Extract:
★ ★ ★ ★

Thursday, August 24, 2006
my heart is thumping against my chest like MAD. and goodness-know-when i might get a heart attack and die. omg, i seriously dont want to be expelled from that stupid act of mine. okay, not stupid, but rather, a hasty act of mine. i totally regret it now.BUT ITS TOO LATE!
albeit i found this incident quite exhilarating, but bUT BUT! the price i MIGHT pay is going to be huge. take for example, if i were to be expelled, this means that my future is gone for sure. not only that, it will lead to a hell load of chained events to FALL UPON me. i seriously dont want this to happen. i've a good future. i want to lead a good life. i want to.. i want to.. i want to..........................
BUT I DONT WANT TO BE EXPELLED.
okay, it might sound abit exaggerated to be acting so sober and tensed up. you must really spare some thought for me. this is my first attempt of truancy in my whole life and the price i am going to pay for it is DAMN huge alright?

★ ★ ★ ★

Excerpts from a point labeling dataset:
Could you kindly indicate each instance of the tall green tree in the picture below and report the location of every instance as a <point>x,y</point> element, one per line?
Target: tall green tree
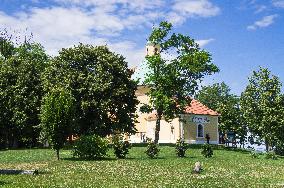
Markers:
<point>57,117</point>
<point>262,105</point>
<point>172,81</point>
<point>218,97</point>
<point>100,81</point>
<point>21,90</point>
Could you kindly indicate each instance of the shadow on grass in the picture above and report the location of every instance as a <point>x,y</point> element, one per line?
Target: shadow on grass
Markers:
<point>236,150</point>
<point>2,183</point>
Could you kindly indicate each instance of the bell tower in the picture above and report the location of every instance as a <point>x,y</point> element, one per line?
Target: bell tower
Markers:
<point>152,49</point>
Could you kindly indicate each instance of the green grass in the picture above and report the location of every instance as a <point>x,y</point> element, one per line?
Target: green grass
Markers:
<point>225,169</point>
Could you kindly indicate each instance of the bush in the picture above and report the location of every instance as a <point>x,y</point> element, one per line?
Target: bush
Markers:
<point>181,148</point>
<point>207,150</point>
<point>90,147</point>
<point>152,149</point>
<point>121,148</point>
<point>279,149</point>
<point>271,155</point>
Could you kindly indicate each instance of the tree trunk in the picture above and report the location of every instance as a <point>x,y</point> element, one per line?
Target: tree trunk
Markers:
<point>57,154</point>
<point>266,146</point>
<point>158,125</point>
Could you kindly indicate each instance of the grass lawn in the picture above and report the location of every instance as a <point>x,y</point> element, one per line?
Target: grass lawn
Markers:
<point>224,169</point>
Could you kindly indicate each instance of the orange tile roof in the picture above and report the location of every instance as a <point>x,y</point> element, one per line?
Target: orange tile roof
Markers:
<point>198,108</point>
<point>195,107</point>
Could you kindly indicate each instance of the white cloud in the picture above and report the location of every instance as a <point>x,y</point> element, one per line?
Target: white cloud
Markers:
<point>98,22</point>
<point>264,22</point>
<point>278,3</point>
<point>260,8</point>
<point>204,42</point>
<point>183,9</point>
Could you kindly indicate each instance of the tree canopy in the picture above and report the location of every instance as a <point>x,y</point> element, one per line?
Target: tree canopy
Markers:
<point>99,80</point>
<point>262,106</point>
<point>21,91</point>
<point>172,81</point>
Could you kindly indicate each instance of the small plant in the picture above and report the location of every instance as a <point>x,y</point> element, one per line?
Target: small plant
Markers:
<point>181,148</point>
<point>207,150</point>
<point>152,149</point>
<point>254,154</point>
<point>121,148</point>
<point>271,155</point>
<point>90,147</point>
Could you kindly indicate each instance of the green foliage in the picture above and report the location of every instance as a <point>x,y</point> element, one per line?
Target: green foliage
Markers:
<point>172,81</point>
<point>262,106</point>
<point>90,147</point>
<point>101,84</point>
<point>181,148</point>
<point>207,150</point>
<point>121,148</point>
<point>57,114</point>
<point>271,155</point>
<point>279,149</point>
<point>254,154</point>
<point>21,91</point>
<point>218,97</point>
<point>152,150</point>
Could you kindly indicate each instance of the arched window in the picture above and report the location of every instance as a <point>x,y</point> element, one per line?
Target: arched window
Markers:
<point>200,131</point>
<point>156,51</point>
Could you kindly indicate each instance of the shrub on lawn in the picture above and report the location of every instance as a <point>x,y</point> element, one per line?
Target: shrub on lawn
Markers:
<point>90,147</point>
<point>207,150</point>
<point>279,149</point>
<point>121,148</point>
<point>271,155</point>
<point>254,154</point>
<point>181,148</point>
<point>152,149</point>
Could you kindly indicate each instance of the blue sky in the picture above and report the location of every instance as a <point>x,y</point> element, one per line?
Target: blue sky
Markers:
<point>241,35</point>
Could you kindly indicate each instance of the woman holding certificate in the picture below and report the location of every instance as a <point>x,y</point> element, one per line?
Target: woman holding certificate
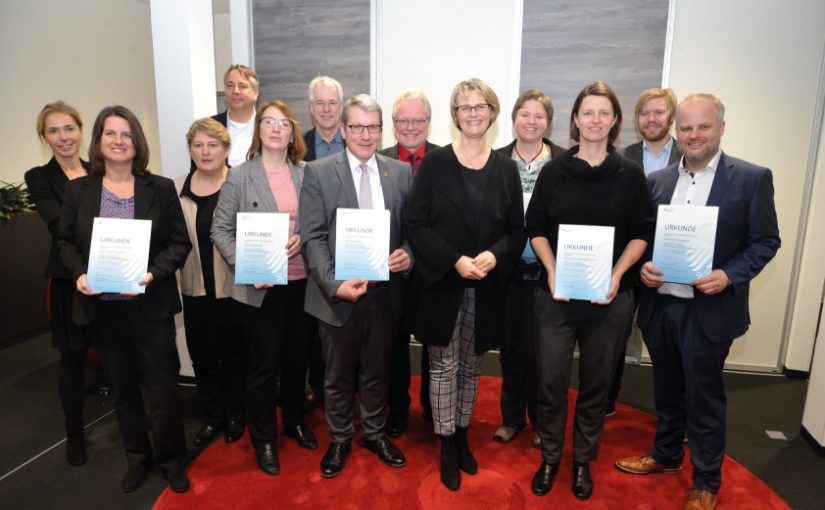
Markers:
<point>59,125</point>
<point>134,332</point>
<point>532,116</point>
<point>465,224</point>
<point>589,186</point>
<point>277,331</point>
<point>210,317</point>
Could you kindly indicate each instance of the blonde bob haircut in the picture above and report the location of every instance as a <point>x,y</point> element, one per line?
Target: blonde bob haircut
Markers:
<point>211,128</point>
<point>56,107</point>
<point>296,150</point>
<point>474,85</point>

★ ★ ★ ★

Instructions:
• a. In the blog entry's paragraph beginning "albeit i found this incident", list every word written entirely in capital letters.
• b. Please extract the passage of the blog entry starting at "Thursday, August 24, 2006" and ending at "TO BE EXPELLED.".

Answer set:
• a. BUT, MIGHT, FALL, UPON

• b.
Thursday, August 24, 2006
my heart is thumping against my chest like MAD. and goodness-know-when i might get a heart attack and die. omg, i seriously dont want to be expelled from that stupid act of mine. okay, not stupid, but rather, a hasty act of mine. i totally regret it now.BUT ITS TOO LATE!
albeit i found this incident quite exhilarating, but bUT BUT! the price i MIGHT pay is going to be huge. take for example, if i were to be expelled, this means that my future is gone for sure. not only that, it will lead to a hell load of chained events to FALL UPON me. i seriously dont want this to happen. i've a good future. i want to lead a good life. i want to.. i want to.. i want to..........................
BUT I DONT WANT TO BE EXPELLED.